(Saved entries)
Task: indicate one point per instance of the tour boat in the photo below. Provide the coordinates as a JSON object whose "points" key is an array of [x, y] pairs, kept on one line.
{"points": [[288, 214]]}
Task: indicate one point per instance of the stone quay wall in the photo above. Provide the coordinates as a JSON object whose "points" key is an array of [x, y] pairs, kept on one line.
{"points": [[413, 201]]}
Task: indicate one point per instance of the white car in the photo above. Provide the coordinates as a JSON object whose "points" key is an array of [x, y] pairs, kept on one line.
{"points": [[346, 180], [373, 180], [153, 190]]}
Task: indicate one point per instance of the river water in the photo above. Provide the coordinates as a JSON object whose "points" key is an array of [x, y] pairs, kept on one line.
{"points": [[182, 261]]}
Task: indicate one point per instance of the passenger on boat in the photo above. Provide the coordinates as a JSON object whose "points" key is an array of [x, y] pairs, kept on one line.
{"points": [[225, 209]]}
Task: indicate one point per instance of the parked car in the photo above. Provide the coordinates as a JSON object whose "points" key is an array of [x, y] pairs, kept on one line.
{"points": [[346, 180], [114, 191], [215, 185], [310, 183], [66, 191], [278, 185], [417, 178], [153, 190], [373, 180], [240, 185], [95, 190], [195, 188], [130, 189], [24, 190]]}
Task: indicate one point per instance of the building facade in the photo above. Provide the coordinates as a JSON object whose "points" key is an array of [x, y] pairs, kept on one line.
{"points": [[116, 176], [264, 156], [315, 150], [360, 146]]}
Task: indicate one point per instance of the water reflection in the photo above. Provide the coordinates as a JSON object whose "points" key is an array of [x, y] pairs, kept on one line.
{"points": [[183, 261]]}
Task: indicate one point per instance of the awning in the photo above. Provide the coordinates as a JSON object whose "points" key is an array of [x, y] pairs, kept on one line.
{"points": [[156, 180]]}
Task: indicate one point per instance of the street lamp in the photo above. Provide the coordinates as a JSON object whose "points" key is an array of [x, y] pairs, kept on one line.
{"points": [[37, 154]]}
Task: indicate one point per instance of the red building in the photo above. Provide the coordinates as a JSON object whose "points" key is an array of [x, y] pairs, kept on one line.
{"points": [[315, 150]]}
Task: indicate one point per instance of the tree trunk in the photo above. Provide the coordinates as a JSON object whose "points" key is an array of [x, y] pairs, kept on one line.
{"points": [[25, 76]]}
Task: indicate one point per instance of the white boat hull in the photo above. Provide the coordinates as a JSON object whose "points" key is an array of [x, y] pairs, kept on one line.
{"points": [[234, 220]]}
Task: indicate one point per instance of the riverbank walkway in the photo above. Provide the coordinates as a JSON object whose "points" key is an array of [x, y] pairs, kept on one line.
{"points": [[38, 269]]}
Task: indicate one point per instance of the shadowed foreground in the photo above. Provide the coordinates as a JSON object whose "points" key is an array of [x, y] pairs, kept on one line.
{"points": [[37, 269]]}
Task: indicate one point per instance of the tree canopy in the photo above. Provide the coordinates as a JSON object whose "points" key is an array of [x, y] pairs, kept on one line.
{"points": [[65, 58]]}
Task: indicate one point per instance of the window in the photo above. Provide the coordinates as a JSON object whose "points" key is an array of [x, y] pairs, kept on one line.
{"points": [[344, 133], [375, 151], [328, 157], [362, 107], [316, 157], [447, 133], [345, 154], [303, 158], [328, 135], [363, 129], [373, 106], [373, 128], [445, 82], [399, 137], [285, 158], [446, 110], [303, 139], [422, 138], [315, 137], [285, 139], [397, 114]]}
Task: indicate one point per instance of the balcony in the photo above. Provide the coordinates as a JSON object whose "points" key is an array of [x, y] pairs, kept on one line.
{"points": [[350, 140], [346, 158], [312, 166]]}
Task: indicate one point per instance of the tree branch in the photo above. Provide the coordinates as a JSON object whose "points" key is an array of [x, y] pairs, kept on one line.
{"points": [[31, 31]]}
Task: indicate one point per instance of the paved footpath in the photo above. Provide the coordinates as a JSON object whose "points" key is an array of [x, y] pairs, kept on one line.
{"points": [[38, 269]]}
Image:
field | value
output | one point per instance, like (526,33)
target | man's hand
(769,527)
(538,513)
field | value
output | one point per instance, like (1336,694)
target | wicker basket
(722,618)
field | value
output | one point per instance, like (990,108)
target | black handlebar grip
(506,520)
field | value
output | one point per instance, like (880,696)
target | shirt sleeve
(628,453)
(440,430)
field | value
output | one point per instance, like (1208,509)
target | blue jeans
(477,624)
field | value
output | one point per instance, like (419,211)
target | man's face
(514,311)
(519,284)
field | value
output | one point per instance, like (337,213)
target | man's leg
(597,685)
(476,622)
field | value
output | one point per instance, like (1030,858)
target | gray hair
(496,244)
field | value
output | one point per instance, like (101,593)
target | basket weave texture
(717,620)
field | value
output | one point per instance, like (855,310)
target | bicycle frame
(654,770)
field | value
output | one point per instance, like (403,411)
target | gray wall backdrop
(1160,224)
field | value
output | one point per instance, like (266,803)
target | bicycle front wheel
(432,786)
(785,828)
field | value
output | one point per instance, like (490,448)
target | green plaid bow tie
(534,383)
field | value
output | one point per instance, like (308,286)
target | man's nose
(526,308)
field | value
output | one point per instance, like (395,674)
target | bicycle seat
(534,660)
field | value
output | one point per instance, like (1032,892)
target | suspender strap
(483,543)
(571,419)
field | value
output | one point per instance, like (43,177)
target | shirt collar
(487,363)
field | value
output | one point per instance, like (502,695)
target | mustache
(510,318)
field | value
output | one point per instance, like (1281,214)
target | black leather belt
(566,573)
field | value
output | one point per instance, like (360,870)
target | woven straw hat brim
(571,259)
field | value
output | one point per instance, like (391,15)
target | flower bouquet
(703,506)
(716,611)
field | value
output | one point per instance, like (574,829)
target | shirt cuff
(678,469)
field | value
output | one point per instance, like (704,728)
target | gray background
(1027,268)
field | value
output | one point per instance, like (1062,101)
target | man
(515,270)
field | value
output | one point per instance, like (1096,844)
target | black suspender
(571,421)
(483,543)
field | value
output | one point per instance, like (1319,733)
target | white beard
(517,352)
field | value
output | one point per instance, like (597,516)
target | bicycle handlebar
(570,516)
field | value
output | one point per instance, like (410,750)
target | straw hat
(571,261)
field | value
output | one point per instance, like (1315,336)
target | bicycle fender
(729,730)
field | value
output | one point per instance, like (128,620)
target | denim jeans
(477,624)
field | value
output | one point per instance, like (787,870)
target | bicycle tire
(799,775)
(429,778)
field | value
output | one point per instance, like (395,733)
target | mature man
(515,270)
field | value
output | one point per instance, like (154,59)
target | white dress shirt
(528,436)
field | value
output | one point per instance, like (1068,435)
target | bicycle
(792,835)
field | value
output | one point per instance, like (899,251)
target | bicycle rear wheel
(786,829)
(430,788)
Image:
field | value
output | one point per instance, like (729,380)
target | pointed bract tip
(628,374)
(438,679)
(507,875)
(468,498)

### Work request
The lines above starting at the one that contains "target | black handlebar grip" and ending at the one that contains "output | one point per instance, like (395,674)" must be transcribed exactly, and no other lines may appear.

### Solved problem
target | black handlebar grip
(506,520)
field | value
output | one point per instance, like (880,696)
target | shirt sleeve
(628,453)
(440,430)
field | value
output | one point per instance, like (1208,509)
target | blue jeans
(477,624)
field | value
output | one point per instance, like (419,211)
target | man's face
(514,311)
(519,284)
field | value
output | one point per instance, like (337,213)
target | man's leg
(597,685)
(476,622)
field | value
output | one point per instance, like (1030,858)
target | gray hair
(496,244)
field | value
output | one point per instance, like (101,593)
target | basket weave texture
(717,620)
field | value
output | one point per instance, like (855,310)
target | bicycle frame
(654,770)
field | value
output | one point per instance, like (403,411)
target | gray wall backdrop
(1160,224)
field | value
output | one point per instance, like (266,803)
target | bicycle front wheel
(432,786)
(785,828)
field | value
output | one point per instance, like (490,448)
target | green plaid bow tie
(534,383)
field | value
output | one point per instance, like (308,286)
target | man's nose
(526,308)
field | value
output | one point per instance, like (395,674)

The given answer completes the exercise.